PROBLEM REQUIREMENTS - From the material below, pull each line containing the string "positions".

EXCERPTED DATA -
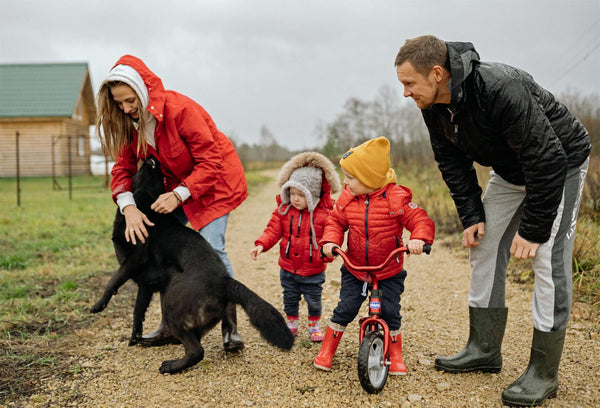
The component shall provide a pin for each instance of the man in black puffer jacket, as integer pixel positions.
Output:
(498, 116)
==
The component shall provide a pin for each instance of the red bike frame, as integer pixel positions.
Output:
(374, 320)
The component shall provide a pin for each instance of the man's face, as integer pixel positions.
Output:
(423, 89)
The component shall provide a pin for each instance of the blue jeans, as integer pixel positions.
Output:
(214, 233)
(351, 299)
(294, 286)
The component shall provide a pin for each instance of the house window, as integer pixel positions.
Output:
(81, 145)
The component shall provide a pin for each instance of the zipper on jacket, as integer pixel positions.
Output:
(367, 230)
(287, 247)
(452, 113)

FINISHED EXERCISE -
The component shall provide a pin for each instance of the man in black puffer jacket, as integer pixel positions.
The component shall provide a pin for each instance of the red bike frame, as integer pixel positions.
The component shall provide a pin for each instance of the man's face, as integer pixel positions.
The component shall provide a pin for each instance of the blue jeans, as integer pixel positions.
The component shall provide a pin for each instance of the house window, as integer pixel positions.
The component shall provide a pin for each instance of the zipper on jacket, as integer pixel positions.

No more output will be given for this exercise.